Resume the interview article about Lisa Barr and her novel Woman on Fire, picking up after the last sentence shown.

* _ARTICLE_:
* * * *

Woman on Fire: Talking with Author Lisa Barr About Her Incendiary New Book

Award-winning author Lisa Barr is back in the game with her latest book, Woman on Fire, a thrilling novel sure to become a bestseller. How big is the buzz on this book? Hollywood legend Sharon Stone has already optioned the rights for a film adaptation that she will produce and star in, and both Katie Couric and Buzzfeed have it on their Must-Read Book Lists for 2022.

Barr is no stranger to the hit novel; her previous books Fugitive Colors (2013) and The Unbreakables (2019) each delivered compelling characters and narratives, revolving around Jewish protagonists and the power of art to heal… or corrupt. A journalist by trade (Medill School of Journalism, WGN, Chicago Tribune, Today’s Chicago Woman, Jerusalem Post, Chicago Sun-Times), it’s no surprise that Barr approaches her writing process fueled by a plethora of research. 

“I researched Nazi-looted art for four years before writing Fugitive Colors; I was a journalist by day, and a fiction writer by night,” shares Barr. “I find that I’m drawn to art…maybe in my last life I was an artist living in Paris in the 1920s. In Woman on Fire, I wanted to have a young journalist as part of the story. Each of my books has a “news nugget” that’s tied in; this time it’s the Munich Art Hoard , which was discovered in 2012.”

* * * *

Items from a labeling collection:

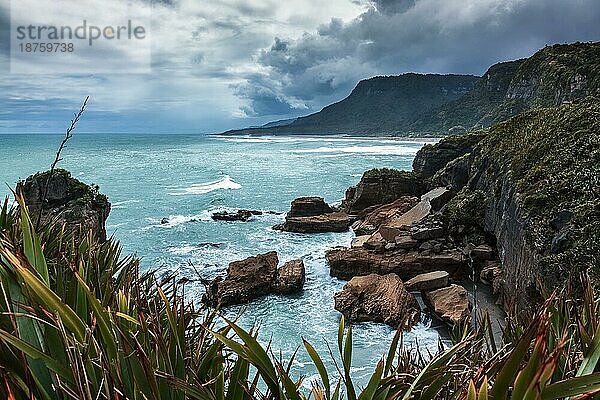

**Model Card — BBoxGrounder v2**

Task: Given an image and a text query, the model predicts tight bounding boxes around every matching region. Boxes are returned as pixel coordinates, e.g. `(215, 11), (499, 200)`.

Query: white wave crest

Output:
(289, 146), (419, 157)
(170, 175), (242, 196)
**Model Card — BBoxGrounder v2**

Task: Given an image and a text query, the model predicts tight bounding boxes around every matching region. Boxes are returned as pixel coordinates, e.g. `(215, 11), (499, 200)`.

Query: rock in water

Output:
(273, 197), (351, 233)
(334, 274), (421, 329)
(275, 260), (306, 294)
(202, 251), (306, 307)
(354, 196), (419, 236)
(203, 251), (279, 307)
(211, 210), (262, 222)
(287, 197), (333, 217)
(404, 271), (450, 291)
(17, 169), (110, 242)
(423, 285), (471, 325)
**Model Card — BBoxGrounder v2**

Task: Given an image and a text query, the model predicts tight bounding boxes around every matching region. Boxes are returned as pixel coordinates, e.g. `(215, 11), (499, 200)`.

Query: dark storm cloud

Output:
(235, 0), (600, 115)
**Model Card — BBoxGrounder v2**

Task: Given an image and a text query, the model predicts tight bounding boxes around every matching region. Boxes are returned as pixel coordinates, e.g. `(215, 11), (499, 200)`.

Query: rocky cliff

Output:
(17, 169), (110, 241)
(227, 43), (600, 136)
(415, 98), (600, 309)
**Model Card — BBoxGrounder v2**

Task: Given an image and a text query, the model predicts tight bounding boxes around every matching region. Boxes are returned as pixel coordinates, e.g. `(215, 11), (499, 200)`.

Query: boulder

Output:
(386, 199), (431, 229)
(287, 197), (333, 218)
(325, 247), (467, 281)
(404, 271), (450, 292)
(479, 261), (502, 295)
(353, 196), (419, 235)
(421, 187), (454, 211)
(274, 260), (306, 294)
(203, 251), (279, 307)
(202, 251), (306, 307)
(273, 212), (351, 233)
(334, 274), (420, 329)
(17, 169), (110, 242)
(211, 210), (262, 222)
(411, 225), (444, 240)
(470, 244), (495, 261)
(350, 235), (371, 247)
(273, 197), (352, 233)
(423, 285), (471, 325)
(343, 168), (424, 214)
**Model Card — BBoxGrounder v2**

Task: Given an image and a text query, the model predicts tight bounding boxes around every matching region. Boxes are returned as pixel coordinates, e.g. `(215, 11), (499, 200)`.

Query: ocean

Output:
(0, 134), (439, 387)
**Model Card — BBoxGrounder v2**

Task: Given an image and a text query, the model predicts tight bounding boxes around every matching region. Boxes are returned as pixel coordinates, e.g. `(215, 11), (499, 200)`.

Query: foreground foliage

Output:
(0, 200), (600, 400)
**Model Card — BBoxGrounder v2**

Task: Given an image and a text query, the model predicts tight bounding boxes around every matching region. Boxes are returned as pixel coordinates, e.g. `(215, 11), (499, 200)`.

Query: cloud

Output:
(235, 0), (600, 115)
(0, 0), (600, 132)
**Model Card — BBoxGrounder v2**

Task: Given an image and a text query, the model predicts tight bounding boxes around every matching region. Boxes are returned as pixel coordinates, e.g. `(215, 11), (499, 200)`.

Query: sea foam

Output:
(170, 175), (242, 196)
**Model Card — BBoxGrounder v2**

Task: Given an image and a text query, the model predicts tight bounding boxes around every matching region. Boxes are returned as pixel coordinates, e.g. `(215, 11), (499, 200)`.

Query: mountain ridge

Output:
(222, 42), (600, 137)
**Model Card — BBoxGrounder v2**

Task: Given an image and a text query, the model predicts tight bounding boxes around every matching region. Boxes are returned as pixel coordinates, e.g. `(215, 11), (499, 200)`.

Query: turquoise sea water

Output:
(0, 134), (438, 386)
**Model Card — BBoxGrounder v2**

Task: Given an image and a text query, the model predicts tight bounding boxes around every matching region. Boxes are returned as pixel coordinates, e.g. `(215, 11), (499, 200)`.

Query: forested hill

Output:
(220, 42), (600, 136)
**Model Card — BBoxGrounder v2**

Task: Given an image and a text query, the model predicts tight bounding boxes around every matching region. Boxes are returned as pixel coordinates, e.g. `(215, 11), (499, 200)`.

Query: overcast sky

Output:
(0, 0), (600, 133)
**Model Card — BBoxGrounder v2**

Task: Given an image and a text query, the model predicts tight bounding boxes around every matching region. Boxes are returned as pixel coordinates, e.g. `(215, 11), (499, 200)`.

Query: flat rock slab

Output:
(386, 199), (431, 229)
(354, 196), (419, 235)
(423, 285), (471, 325)
(421, 187), (454, 211)
(334, 274), (421, 329)
(404, 271), (450, 292)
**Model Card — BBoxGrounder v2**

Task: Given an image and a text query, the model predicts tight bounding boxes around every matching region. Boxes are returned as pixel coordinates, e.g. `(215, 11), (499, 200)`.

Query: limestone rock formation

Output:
(211, 210), (263, 222)
(17, 169), (110, 241)
(202, 251), (305, 307)
(343, 168), (424, 214)
(274, 260), (306, 294)
(404, 271), (450, 292)
(423, 285), (471, 325)
(273, 197), (351, 233)
(334, 274), (420, 329)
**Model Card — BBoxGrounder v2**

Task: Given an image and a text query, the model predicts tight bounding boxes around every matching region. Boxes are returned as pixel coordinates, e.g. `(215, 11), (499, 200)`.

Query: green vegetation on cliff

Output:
(476, 98), (600, 275)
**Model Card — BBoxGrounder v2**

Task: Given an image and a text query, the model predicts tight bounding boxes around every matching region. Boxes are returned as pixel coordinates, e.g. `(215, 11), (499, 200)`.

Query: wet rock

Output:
(350, 235), (371, 247)
(287, 197), (333, 218)
(363, 231), (388, 251)
(325, 247), (467, 280)
(479, 261), (502, 295)
(413, 133), (485, 178)
(395, 234), (419, 249)
(353, 196), (419, 235)
(273, 197), (352, 233)
(470, 244), (495, 261)
(17, 169), (110, 241)
(343, 168), (424, 214)
(386, 199), (431, 230)
(273, 212), (351, 233)
(411, 226), (444, 240)
(211, 210), (263, 222)
(421, 187), (454, 211)
(423, 285), (471, 325)
(202, 251), (279, 307)
(404, 271), (450, 292)
(274, 260), (306, 294)
(334, 274), (420, 329)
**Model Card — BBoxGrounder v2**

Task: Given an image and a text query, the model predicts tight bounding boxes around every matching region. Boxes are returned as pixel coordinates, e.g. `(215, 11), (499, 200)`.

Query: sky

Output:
(0, 0), (600, 133)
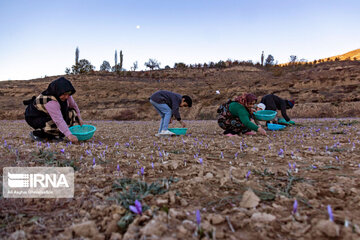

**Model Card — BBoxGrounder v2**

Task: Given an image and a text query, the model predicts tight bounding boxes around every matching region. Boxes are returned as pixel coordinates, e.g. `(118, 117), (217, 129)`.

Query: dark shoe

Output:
(30, 131), (46, 142)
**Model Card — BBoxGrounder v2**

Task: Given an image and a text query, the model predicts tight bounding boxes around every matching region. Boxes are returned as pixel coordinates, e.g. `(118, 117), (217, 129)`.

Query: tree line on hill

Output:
(65, 47), (357, 75)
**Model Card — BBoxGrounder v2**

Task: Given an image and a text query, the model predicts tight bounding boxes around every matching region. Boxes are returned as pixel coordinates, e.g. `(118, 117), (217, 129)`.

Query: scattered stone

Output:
(251, 212), (276, 223)
(315, 220), (340, 237)
(8, 230), (27, 240)
(71, 221), (105, 240)
(207, 214), (225, 225)
(156, 198), (169, 206)
(240, 189), (260, 208)
(140, 217), (167, 237)
(110, 232), (122, 240)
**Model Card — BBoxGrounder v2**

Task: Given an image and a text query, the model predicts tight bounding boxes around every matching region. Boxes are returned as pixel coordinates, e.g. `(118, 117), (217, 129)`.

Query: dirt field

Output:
(0, 119), (360, 239)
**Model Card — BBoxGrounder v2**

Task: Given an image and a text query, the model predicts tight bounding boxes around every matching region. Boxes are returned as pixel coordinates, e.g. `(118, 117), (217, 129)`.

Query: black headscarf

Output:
(42, 77), (76, 124)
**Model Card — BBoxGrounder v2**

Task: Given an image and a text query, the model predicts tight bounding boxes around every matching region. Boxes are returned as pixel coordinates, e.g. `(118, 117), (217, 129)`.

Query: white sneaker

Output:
(159, 130), (175, 136)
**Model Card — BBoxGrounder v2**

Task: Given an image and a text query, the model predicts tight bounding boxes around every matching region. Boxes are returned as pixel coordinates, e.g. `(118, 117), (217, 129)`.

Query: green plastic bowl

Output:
(254, 110), (277, 121)
(69, 125), (96, 141)
(267, 123), (286, 131)
(168, 128), (187, 135)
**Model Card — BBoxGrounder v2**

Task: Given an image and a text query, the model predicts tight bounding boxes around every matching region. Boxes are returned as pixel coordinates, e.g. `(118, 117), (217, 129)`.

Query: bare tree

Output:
(144, 58), (161, 70)
(131, 61), (138, 71)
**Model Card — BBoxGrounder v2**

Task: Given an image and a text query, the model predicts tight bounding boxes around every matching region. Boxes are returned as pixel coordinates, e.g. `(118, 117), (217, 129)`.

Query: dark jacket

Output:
(150, 90), (182, 121)
(24, 77), (76, 129)
(261, 94), (290, 121)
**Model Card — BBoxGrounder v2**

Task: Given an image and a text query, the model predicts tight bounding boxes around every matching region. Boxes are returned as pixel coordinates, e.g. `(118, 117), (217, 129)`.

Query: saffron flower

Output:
(129, 199), (142, 215)
(140, 167), (144, 176)
(196, 209), (201, 228)
(245, 170), (251, 180)
(292, 199), (298, 214)
(328, 205), (334, 222)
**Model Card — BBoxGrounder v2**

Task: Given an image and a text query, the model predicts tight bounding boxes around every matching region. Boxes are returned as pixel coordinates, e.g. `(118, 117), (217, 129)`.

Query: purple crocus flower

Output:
(195, 209), (201, 228)
(129, 199), (142, 215)
(328, 205), (334, 222)
(245, 170), (251, 180)
(278, 148), (284, 156)
(292, 199), (298, 214)
(140, 167), (144, 176)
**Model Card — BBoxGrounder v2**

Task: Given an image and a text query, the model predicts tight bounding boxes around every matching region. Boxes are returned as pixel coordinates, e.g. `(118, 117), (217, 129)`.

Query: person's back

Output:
(261, 94), (295, 122)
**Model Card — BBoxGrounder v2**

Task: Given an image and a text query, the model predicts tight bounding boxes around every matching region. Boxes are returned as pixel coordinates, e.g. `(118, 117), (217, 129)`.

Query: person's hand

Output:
(278, 118), (289, 125)
(67, 134), (79, 143)
(258, 127), (267, 136)
(180, 121), (186, 128)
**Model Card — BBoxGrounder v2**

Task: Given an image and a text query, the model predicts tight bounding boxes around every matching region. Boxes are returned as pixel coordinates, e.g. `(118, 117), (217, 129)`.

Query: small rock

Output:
(140, 218), (167, 237)
(71, 221), (105, 239)
(315, 220), (340, 237)
(251, 212), (276, 223)
(240, 189), (260, 208)
(105, 220), (118, 235)
(180, 198), (189, 207)
(110, 232), (122, 240)
(208, 214), (225, 225)
(181, 220), (196, 232)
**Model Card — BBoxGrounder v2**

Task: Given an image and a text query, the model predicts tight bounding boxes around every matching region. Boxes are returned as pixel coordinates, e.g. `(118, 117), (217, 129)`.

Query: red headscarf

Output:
(235, 93), (257, 114)
(235, 93), (257, 107)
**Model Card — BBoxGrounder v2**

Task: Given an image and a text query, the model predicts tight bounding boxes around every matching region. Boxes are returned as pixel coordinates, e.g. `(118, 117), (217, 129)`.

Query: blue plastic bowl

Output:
(168, 128), (187, 135)
(267, 123), (286, 131)
(254, 110), (277, 121)
(69, 125), (96, 141)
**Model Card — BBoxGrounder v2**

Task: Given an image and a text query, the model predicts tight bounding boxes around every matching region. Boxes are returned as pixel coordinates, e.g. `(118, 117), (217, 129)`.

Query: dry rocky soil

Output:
(0, 118), (360, 239)
(0, 61), (360, 239)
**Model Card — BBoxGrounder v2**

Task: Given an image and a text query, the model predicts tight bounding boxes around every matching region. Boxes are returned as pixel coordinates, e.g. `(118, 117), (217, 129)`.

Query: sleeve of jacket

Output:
(281, 100), (290, 121)
(172, 103), (181, 121)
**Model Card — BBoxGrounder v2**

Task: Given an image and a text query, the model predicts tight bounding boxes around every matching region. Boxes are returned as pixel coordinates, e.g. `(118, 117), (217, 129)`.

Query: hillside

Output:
(0, 61), (360, 120)
(324, 48), (360, 61)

* * * *

* _RESULT OF THE TASK_:
woman on fire

The Munich Art Hoard is the shocking true story of a reclusive German man (the son of noted art historian and dealer Hildebrand Gurlitt) discovered to be holding on to thousands of works of stolen artwork, including works by Degas, Gauguin, Picasso, Rodin, Chagall, Munch, and Kandinsky, among others. He stored the artwork throughout his apartment, including in the unused oven.

“Is it a crime if you steal from the robber? I knew I wanted to use that as a launchpad for the story,” says Barr.  

The main character, a passionate and persistent young journalist named Jules Roth, is a whiz at research, and driven to seek out the truth. These are traits that Barr well understands. She is the daughter and granddaughter of Polish Holocaust Survivors, who taught her not to back down from harder things; that despite obstacles and tragedy, you can — and must — begin again. Yet Barr knew nothing of the history of the Third Reich’s obsession with art until she visited a traveling exhibit on “Degenerate Art” at the Art Institute of Chicago while on assignment 30 years ago. Haunted by what she learned about the confiscation, destruction, and looting of more than half a million works of art from galleries, artists, museums, and Jewish collectors, she found inspiration for her two of her novels. It was, Barr says, “a robbery on the grandest scale that began in Germany and spread to become an all-encompassing cultural pillaging of Europe’s treasures.”

Hitler, who thought himself an artist, painted classically and found only rejection for his works. He became obsessed with hatred for the German Expressionists, who painted with vivid colors and chaotic brushstrokes. This free-wheeling, emotional approach to art was against everything that the Third Reich stood for, so was consequently demonized and violently put down. The fictional (and eponymous) painting at the center of “Woman on Fire” epitomizes the passion of German Expressionism, and the danger it posed to the Nazis.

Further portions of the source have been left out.